START Page excerpt
A University of Leeds literary historian is embarking on a major project to shed light on an influential but neglected contemporary of Shakespeare.

Playwright John Marston (1576-1634) was one of the most important playwrights of the early modern period, considered an equal in significance to well-known dramatists such as John Webster, Thomas Middleton and John Ford.

If you intend Googling ‘John Marston’, though, you may have to be more specific as he also has a more contemporary namesake, who is the central character in a computer game called Red Dead Redemption. It’s not him.

Described as a confrontational and often controversial satirist, Marston wrote a dozen surviving plays, including The Malcontent and The Dutch Courtesan, as well as two volumes of verse, his style dubbed ‘energetic and often obscure.’

But this lawyer’s son, who belonged to the sophisticated cultural world of London’s Inns of Court, disappeared from literary life at the height of his success and became a church minister – leaving almost no clues to explain his abrupt change of career.
END Page excerpt
→ **What is asked**
Continue the piece about the playwright John Marston, starting right after its last sentence.
START Record extracts
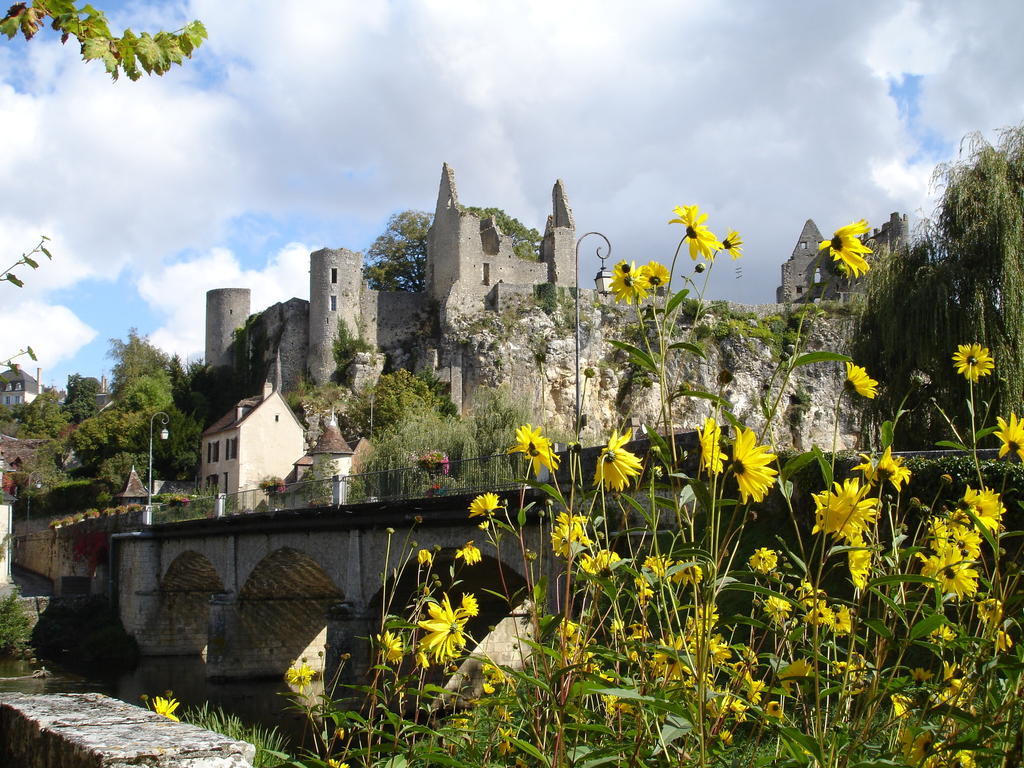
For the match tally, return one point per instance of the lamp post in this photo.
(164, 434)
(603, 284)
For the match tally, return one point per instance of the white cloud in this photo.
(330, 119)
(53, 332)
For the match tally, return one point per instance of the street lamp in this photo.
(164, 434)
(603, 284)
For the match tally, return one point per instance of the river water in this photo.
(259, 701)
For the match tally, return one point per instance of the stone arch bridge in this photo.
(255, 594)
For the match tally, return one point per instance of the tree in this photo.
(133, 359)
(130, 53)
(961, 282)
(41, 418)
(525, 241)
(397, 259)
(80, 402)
END Record extracts
START Record extracts
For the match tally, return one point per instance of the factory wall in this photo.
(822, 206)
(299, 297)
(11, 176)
END Record extracts
→ **Final result**
Now Martin Butler, Professor of Renaissance Drama in Leeds’ School of English, whose first book, Theatre and Crisis 1632-1642, explored the politics of the English stage in the pre-Civil War years, is heading a five-year international project to create the first complete critical edition of Marston’s works, for Oxford University Press. Professor Matthew Steggle, from Sheffield Hallam University, is co-investigator. The project has been awarded £715,622 by the Arts and Humanities Research Council.

Professor Butler, who has a special interest in the ‘court masque’, as a form in which literature and politics “intersect in telling ways” (The Stuart Court Masque and Political Culture was published by Cambridge University Press in 2008), said: “Marston was an original and idiosyncratic voice. He competed or collaborated with the most important writers of his time, including William Shakespeare and Ben Jonson, and the impact of his highly distinctive style can be seen in the turn towards a more satirical and aesthetically self-conscious mode of writing English drama after 1600.”

Marston’s works have never been properly edited as a body – the last collected edition in the 1930s is incomplete, its textual work unreliable, and its scholarship long out of date.

“The new edition will bring together all Marston’s poems and plays for the first time and will scrutinise exhaustively the many early printed editions and the handful of manuscripts in which his works survive,” said Professor Butler, who has also edited a similarly comprehensive Cambridge Edition of the works of Ben Jonson, published in 2012.

“It will establish an authoritative text on critical foundations, provide up-to-date and informative introductions and commentary, and endeavour to resolve the disputes over authorship which bedevil Marston’s works.”

Many of the playwright’s works came into print anonymously, or without close oversight from their author; a number are collaborations with one or more authors.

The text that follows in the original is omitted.